- [EXCERPT]:
Local oscillator below the station frequency--why?

Local oscillator below the station frequency--why?

Post by da.. » Fri, 20 Feb 2009 09:26:05

I recently refurbished a Hallicrafters 5R105 and, while performing a
re-alignment, discovered that on the Band 4 (14 to 31 MHz) the local
oscillator (LO) is below the station frequency, whereas on the three
lower bands, the LO is above.

So my question is this:  Why engineer a tuning system for the high end
of the shortwave spectrum to place the LO below the station
frequency?

-Dave Drumheller, K3WQ

 
 
 

Local oscillator below the station frequency--why?

Post by COLIN LAM » Fri, 20 Feb 2009 10:57:56


"Why engineer a tuning system for the high end
of the shortwave spectrum to place the LO below the station
frequency?"

One good reason is stability.  The high frequency oscillators in these
receivers are less than perfect.  So, by using the lower frequency for the
oscillator injection, rather than the upper frequency, you will achieve a
slight, but noticeable improvement in stability.

For example, if you have a 15 MHz receive frequency and a 500 kHz i.f., you
could use either 14.5 MHz as the oscillator frequency or 15.5 MHz.  Using
14.5 MHz would yield a 7% inprovement in stability.  In addition, the coils
in the oscillator, the tube and the tube socket, like the lower frequency.
One other really minor advantage is that some tubes, particularly the 6C4,
drops off on the high frequency end as emission decreases - so the
oscillator tube might just work a bit longer.

73,  Colin  K7FM

 
 
 

Local oscillator below the station frequency--why?

Post by Tio Pedr » Fri, 20 Feb 2009 11:03:41


Quote:>I recently refurbished a Hallicrafters 5R105 and, while performing a
> re-alignment, discovered that on the Band 4 (14 to 31 MHz) the local
> oscillator (LO) is below the station frequency, whereas on the three
> lower bands, the LO is above.

> So my question is this:  Why engineer a tuning system for the high end
> of the shortwave spectrum to place the LO below the station
> frequency?

> -Dave Drumheller, K3WQ

It would be unusual.  A quick check is to see if the LO is above
or below the signal at the LOW end of the tuning range. I've
quite a few shortwave sets that were  properly aligned for
high side injection at the low end, and improperly set for
low side injection at the upper end of the band.
Needless to say the midrange sensitivity was practically nil.

It's pretty easy to set the
high end of dial for the wrong side LO injection because
of the wide authority range of the LO trimmer.

I can't think of any advantage--usually high side inj.
is beneficial on the lower ranges to keep LO harmonics
from falling the tuning range or the RX.

Pete

 
 
 

Local oscillator below the station frequency--why?

Post by Bill » Fri, 20 Feb 2009 12:16:57




>> I recently refurbished a Hallicrafters 5R105 and, while performing a
>> re-alignment, discovered that on the Band 4 (14 to 31 MHz) the local
>> oscillator (LO) is below the station frequency, whereas on the three
>> lower bands, the LO is above.

>> So my question is this:  Why engineer a tuning system for the high end
>> of the shortwave spectrum to place the LO below the station
>> frequency?

>> -Dave Drumheller, K3WQ

> It would be unusual.  A quick check is to see if the LO is above
> or below the signal at the LOW end of the tuning range. I've
> quite a few shortwave sets that were  properly aligned for
> high side injection at the low end, and improperly set for
> low side injection at the upper end of the band.

- [PROBLEM SET]:
1/ In the forum thread about local oscillator placement, which band range puts the local oscillator below the station frequency on the refurbished receiver?
2/ Carry the forum thread about local oscillator placement forward from its last line.

(Dataset records)

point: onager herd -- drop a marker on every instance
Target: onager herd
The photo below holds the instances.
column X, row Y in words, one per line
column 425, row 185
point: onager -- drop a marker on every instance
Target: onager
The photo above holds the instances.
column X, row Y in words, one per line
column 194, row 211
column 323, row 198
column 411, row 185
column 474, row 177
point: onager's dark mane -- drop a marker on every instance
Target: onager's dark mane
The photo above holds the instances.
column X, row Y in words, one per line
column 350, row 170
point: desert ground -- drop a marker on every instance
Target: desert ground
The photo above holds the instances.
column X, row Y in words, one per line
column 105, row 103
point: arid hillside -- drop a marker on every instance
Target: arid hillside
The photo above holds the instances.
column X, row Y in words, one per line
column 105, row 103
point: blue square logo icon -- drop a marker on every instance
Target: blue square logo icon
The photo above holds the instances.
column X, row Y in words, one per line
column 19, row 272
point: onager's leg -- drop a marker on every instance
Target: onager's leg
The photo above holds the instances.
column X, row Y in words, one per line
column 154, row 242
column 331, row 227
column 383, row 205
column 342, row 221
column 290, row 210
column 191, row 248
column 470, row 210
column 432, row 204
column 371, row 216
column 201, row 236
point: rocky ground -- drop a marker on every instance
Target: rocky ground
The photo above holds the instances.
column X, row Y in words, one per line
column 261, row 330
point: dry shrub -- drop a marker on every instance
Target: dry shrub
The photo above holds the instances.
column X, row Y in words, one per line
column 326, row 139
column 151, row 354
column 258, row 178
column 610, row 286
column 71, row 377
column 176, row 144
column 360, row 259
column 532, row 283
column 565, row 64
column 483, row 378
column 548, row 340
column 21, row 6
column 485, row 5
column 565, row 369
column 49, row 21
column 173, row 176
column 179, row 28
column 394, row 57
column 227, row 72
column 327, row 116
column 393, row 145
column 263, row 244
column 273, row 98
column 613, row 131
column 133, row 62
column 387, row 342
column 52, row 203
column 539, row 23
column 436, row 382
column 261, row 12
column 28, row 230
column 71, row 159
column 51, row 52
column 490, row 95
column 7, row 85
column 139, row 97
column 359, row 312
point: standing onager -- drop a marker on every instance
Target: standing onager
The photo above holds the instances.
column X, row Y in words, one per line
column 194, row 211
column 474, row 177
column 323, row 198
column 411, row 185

- [ANSWERS TO THE EXERCISES]:
1/ Band 4, covering 14 to 31 MHz.

2/
> Needless to say the midrange sensitivity was practically nil.

> It's pretty easy to set the
> high end of dial for the wrong side LO injection because
> of the wide authority range of the LO trimmer.

> I can't think of any advantage--usually high side inj.
> is beneficial on the lower ranges to keep LO harmonics
> from falling the tuning range or the RX.

> Pete

Its a real gripe of mine!  The image rejection is so poor on the top
band of many consumer grade radios that its really a moot point and the
only way to guess which side the injection goes is by evaluating which
side suffers the worse dial tracking...and often thats so close a call
its difficult to say which was intended.

-Bill

 
 
 

Local oscillator below the station frequency--why?

Post by COLIN LAM » Fri, 20 Feb 2009 13:24:18

"The image rejection is so poor on the top band of many consumer grade
radios that its really a moot point and the
only way to guess which side the injection goes is by evaluating which side
suffers the worse dial tracking..."

Right.  I recently went through just this problem.  Radio had been twiddled
with.  The service information said nothing about whether low or high side
injection was used.  I used the trial and error method to figure it out.  I
looked through two different service instructions and both were silent.

The good news is that single conversion radios, with 1 rf amplifier stage,
are rarely used above 20 meters anyway, these days.

73,  Colin  K7FM

 
 
 

Local oscillator below the station frequency--why?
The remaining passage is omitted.